Leave the pictures aside and write out exactly every line from the one containing "Where can the blue" through the last line.

[Photo object pointing records]
<<<<
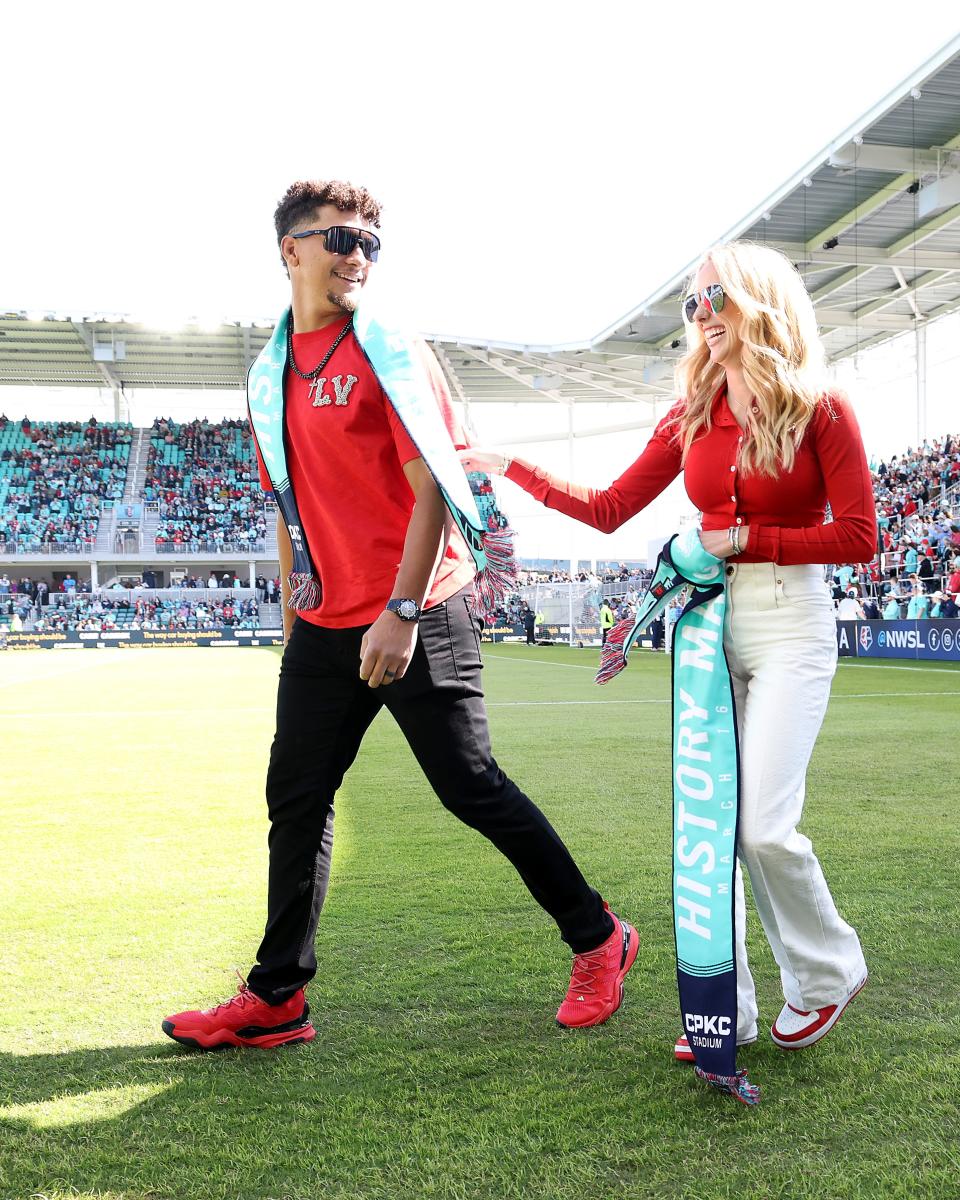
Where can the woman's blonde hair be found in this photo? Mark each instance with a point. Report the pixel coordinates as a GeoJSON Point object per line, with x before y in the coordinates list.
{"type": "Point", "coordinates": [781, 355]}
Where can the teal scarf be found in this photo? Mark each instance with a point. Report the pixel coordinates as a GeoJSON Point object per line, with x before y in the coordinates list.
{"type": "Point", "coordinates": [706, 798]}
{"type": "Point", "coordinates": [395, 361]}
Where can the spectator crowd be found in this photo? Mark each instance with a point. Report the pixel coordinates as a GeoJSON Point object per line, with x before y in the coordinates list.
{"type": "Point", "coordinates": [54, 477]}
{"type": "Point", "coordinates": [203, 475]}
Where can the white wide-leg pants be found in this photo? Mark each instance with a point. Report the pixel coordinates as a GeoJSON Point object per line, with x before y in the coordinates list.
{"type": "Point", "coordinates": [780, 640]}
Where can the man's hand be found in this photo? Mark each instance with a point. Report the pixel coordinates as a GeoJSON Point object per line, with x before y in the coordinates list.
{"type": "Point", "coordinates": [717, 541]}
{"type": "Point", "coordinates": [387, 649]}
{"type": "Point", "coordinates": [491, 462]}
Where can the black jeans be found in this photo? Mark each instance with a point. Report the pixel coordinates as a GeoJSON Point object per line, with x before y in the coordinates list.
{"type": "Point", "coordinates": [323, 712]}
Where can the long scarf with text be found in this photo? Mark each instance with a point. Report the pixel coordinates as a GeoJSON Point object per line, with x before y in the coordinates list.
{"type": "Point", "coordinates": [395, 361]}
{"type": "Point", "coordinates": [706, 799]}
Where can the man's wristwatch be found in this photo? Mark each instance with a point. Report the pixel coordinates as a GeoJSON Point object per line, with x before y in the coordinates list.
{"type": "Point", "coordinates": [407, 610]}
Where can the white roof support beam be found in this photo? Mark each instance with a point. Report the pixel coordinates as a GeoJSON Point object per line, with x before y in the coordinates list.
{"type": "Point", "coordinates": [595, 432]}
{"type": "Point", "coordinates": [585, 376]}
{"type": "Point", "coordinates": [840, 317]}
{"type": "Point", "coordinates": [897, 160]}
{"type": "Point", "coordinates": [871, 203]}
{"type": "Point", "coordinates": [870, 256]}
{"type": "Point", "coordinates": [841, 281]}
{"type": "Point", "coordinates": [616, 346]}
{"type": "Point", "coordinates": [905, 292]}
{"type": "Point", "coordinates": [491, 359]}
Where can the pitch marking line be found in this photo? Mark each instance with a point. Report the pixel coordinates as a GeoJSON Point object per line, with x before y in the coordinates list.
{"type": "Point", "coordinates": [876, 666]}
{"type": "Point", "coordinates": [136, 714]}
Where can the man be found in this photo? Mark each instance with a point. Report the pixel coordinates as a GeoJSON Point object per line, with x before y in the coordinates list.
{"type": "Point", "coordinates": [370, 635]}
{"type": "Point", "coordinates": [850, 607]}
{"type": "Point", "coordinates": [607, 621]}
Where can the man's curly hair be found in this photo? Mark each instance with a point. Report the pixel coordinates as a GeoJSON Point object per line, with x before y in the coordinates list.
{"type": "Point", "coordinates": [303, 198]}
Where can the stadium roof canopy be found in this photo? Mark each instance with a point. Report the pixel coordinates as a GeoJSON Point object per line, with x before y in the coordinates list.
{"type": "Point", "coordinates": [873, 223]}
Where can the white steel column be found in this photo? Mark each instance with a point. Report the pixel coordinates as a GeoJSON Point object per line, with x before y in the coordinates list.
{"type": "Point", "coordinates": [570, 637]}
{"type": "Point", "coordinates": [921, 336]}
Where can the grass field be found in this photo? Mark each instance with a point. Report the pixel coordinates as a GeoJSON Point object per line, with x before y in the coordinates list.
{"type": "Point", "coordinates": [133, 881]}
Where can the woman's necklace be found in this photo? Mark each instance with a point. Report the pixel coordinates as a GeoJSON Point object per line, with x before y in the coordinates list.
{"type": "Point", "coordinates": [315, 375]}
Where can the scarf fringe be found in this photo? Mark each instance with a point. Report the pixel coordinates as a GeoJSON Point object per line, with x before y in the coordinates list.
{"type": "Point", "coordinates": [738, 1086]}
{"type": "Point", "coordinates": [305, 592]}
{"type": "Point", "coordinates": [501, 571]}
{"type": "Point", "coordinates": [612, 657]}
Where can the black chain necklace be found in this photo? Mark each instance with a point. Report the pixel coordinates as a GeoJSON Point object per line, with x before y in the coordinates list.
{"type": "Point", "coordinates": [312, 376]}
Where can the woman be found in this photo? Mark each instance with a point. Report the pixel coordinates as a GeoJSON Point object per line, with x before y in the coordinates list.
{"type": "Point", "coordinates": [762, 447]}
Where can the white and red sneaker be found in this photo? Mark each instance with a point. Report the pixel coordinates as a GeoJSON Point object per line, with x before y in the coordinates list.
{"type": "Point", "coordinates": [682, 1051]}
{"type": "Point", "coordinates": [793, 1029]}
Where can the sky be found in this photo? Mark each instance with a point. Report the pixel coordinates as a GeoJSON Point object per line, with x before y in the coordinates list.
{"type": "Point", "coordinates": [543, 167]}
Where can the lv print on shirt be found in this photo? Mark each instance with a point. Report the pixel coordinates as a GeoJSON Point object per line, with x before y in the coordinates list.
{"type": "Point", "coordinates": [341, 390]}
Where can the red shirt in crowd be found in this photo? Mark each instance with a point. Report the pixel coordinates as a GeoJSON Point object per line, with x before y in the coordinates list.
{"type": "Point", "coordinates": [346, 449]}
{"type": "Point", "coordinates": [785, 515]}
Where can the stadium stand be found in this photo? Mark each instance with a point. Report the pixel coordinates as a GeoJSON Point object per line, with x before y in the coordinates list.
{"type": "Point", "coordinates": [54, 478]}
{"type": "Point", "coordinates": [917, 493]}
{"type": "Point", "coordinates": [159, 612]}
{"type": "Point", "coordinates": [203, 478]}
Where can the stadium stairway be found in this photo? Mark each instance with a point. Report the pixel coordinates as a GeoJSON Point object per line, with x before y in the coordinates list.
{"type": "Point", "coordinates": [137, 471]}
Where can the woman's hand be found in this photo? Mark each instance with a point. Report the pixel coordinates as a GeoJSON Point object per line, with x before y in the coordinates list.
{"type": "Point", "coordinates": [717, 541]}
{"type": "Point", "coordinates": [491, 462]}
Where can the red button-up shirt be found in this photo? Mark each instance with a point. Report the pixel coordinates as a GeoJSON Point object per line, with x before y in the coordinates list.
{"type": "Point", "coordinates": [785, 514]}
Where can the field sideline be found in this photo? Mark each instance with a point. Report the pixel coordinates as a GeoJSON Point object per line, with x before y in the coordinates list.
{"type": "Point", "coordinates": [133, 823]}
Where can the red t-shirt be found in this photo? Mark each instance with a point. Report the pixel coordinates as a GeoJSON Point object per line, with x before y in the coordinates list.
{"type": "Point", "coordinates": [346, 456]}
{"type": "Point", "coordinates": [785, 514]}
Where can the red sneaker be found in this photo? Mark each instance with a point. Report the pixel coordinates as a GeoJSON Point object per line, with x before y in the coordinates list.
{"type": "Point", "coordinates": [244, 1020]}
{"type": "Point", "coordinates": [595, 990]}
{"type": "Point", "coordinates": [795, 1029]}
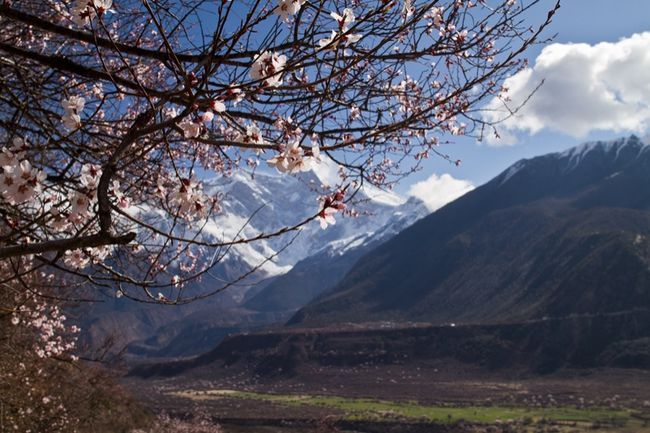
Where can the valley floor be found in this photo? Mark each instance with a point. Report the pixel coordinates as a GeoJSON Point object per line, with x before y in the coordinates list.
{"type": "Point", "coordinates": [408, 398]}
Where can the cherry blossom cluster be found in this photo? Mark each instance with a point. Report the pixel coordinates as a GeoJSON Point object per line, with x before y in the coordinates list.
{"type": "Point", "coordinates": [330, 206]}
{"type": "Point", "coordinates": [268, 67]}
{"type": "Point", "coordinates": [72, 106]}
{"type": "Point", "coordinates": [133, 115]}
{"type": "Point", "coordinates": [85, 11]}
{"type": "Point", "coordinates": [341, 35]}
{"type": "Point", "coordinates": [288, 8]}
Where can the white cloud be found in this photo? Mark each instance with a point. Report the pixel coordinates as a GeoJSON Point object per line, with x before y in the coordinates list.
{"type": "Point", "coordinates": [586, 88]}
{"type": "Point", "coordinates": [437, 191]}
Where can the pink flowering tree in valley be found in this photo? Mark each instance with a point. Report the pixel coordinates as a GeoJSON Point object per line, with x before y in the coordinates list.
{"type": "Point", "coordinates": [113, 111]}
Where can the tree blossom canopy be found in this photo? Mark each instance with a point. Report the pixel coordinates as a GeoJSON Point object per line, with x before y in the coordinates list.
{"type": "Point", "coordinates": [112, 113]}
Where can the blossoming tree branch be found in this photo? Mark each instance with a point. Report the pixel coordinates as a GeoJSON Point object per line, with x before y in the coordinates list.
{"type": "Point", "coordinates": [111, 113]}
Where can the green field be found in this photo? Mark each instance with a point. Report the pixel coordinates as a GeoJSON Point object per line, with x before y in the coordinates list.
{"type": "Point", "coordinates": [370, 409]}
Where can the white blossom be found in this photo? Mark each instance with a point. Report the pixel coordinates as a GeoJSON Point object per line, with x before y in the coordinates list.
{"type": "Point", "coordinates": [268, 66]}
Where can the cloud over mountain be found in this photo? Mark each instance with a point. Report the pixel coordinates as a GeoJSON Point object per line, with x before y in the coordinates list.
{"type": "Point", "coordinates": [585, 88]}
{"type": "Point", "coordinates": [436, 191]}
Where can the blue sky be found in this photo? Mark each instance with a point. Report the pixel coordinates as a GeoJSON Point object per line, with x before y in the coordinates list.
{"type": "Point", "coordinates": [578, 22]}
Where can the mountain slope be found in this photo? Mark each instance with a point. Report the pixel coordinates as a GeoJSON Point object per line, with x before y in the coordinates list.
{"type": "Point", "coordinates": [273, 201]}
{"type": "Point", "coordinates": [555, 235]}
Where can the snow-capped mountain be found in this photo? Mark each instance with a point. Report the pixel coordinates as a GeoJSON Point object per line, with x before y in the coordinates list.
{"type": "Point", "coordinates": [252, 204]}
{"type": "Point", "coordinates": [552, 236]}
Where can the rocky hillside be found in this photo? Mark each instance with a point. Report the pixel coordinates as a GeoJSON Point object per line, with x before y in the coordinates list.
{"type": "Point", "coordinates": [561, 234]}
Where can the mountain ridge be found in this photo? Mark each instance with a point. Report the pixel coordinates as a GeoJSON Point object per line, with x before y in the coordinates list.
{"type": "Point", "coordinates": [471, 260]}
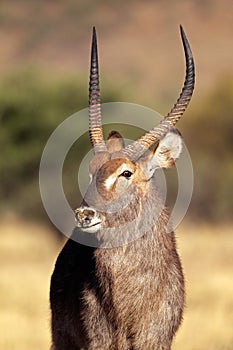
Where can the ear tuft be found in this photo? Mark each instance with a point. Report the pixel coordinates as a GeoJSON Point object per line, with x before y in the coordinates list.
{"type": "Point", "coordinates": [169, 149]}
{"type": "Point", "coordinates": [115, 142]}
>>>>
» OUTPUT FOR THIS EXERCISE
Where can the blue sky be found in this photo? Mark each instance with a point. Report the pixel coordinates as a GeoJSON Point object per line, with x before y in the coordinates list.
{"type": "Point", "coordinates": [578, 22]}
Where can the mountain slope be found in this photo? Mark each instance with a point. Report the pixel coordinates as a GeoJSON Point object per line, with x before y in the coordinates list.
{"type": "Point", "coordinates": [273, 201]}
{"type": "Point", "coordinates": [555, 235]}
Where can the snow-capped mountain be found in this photo? Mark each instance with a point. Report the pixel coordinates as a GeoJSON Point object per line, with x before y in the coordinates list.
{"type": "Point", "coordinates": [252, 204]}
{"type": "Point", "coordinates": [552, 236]}
Where can the rocky hillside be found in this photo? Mark each instance with a point. Report the pixel coordinates as a GeoJSON Point object per line, with x before y in the coordinates list.
{"type": "Point", "coordinates": [561, 234]}
Where can the mountain ridge be found in this photo? Mark each instance with a point. Report the pixel coordinates as a GeoJSON Point object per line, with x before y in the coordinates list.
{"type": "Point", "coordinates": [471, 260]}
Where can the ear tuft be found in this photo? Mark each instance with a point. Report the pixel coordinates as a GeoJSON Point object per line, with x before y in the coordinates list.
{"type": "Point", "coordinates": [169, 149]}
{"type": "Point", "coordinates": [115, 142]}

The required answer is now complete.